> [What to do]
Copy out the rows below word for word, starting with the line that contains "Return the outline of every instance of the blue" and continuing through the end of the rows, including both ends.

> [The data]

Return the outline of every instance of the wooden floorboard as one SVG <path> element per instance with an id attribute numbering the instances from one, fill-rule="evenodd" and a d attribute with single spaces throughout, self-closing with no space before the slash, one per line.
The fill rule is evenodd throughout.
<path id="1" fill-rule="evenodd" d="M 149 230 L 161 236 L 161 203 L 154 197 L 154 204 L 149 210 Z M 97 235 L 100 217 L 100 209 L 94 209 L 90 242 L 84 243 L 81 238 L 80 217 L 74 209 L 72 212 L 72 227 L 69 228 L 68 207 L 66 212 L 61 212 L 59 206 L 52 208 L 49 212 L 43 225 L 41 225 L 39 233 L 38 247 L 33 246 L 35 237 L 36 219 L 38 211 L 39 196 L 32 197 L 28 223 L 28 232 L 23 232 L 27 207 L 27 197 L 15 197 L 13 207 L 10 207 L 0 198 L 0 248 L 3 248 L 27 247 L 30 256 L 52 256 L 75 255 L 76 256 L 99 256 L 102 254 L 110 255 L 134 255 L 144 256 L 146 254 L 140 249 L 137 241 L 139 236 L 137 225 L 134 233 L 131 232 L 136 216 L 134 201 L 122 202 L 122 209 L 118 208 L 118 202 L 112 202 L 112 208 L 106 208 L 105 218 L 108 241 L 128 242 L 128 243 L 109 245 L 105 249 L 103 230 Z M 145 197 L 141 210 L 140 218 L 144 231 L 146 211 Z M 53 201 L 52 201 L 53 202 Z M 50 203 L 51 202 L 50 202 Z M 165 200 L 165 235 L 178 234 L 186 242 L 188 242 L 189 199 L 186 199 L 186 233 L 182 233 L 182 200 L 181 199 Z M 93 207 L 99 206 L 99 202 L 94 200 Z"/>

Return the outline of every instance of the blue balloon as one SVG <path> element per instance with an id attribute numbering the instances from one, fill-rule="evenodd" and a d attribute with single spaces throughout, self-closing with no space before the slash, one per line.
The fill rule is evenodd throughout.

> [Solution]
Return the outline of every instance of the blue balloon as one SVG <path> element per instance with an id attribute numbering the instances from one, fill-rule="evenodd" and a d attribute with single spaces throughout, self-closing with no space before the slash, one per line.
The fill rule is evenodd throughout.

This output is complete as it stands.